◆ **Dataset excerpts**
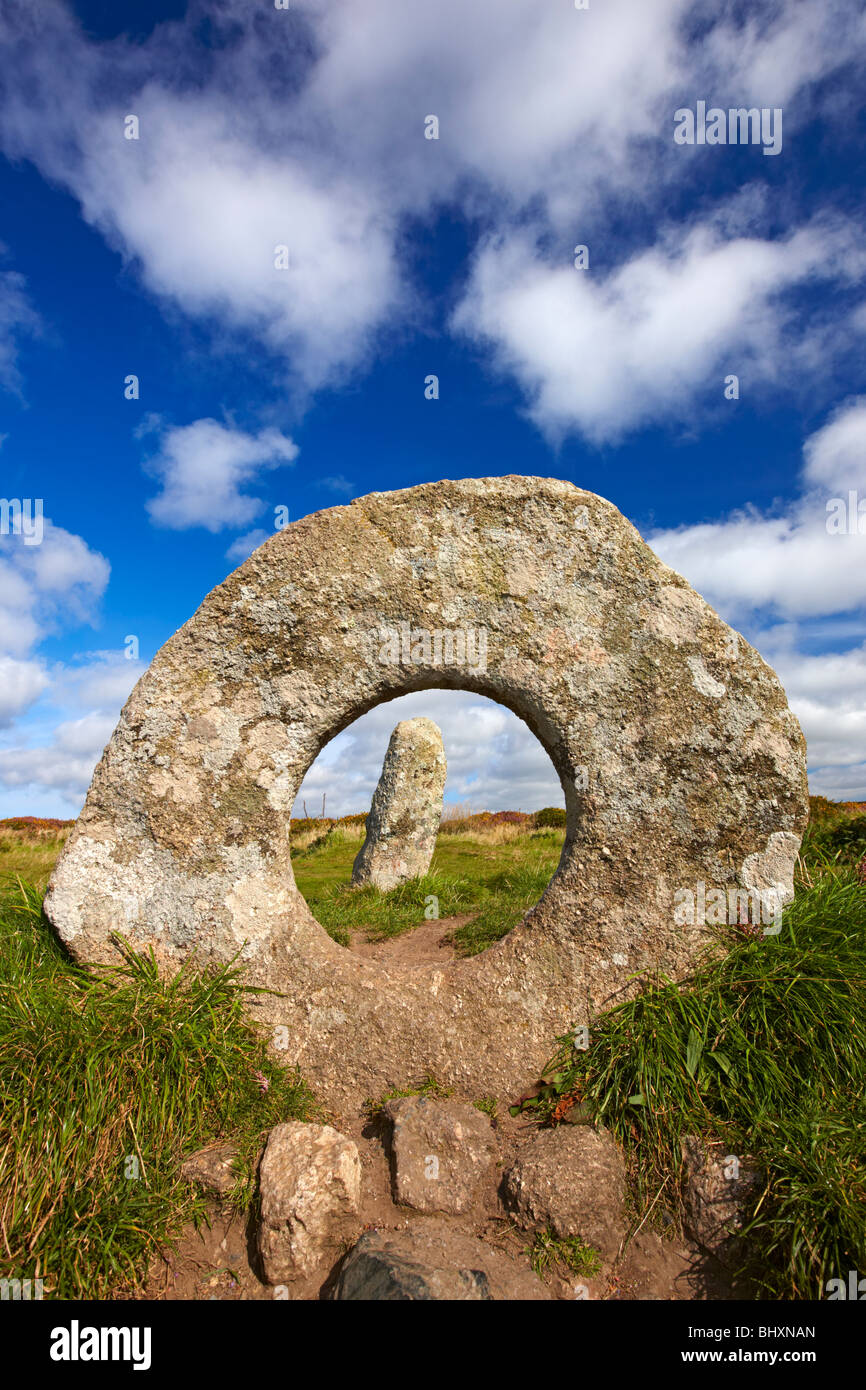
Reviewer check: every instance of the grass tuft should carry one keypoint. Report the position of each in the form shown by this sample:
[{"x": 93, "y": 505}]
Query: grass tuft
[{"x": 107, "y": 1082}]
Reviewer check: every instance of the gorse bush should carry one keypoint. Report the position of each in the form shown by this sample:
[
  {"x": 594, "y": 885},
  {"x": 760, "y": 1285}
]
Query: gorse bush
[{"x": 107, "y": 1080}]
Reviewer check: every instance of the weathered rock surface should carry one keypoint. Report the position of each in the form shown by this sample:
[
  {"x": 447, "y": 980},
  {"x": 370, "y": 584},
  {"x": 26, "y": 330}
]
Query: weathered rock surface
[
  {"x": 310, "y": 1180},
  {"x": 211, "y": 1168},
  {"x": 572, "y": 1180},
  {"x": 716, "y": 1190},
  {"x": 552, "y": 605},
  {"x": 406, "y": 808},
  {"x": 431, "y": 1261},
  {"x": 441, "y": 1153}
]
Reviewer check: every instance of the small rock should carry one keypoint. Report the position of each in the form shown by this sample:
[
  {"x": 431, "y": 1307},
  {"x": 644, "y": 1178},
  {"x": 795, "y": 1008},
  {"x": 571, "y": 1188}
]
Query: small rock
[
  {"x": 310, "y": 1183},
  {"x": 406, "y": 808},
  {"x": 441, "y": 1151},
  {"x": 433, "y": 1262},
  {"x": 211, "y": 1168},
  {"x": 573, "y": 1182},
  {"x": 716, "y": 1190}
]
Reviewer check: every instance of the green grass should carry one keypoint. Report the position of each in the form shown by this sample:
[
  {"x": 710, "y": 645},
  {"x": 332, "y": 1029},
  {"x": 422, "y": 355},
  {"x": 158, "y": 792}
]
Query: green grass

◆ **Task details**
What lines hold the string "green"? Pick them out of the data.

◆ **Written answer**
Reviewer check: every instance of the green grass should carry one keypoint. Report the position of each in the form shown by this sample:
Query: green grass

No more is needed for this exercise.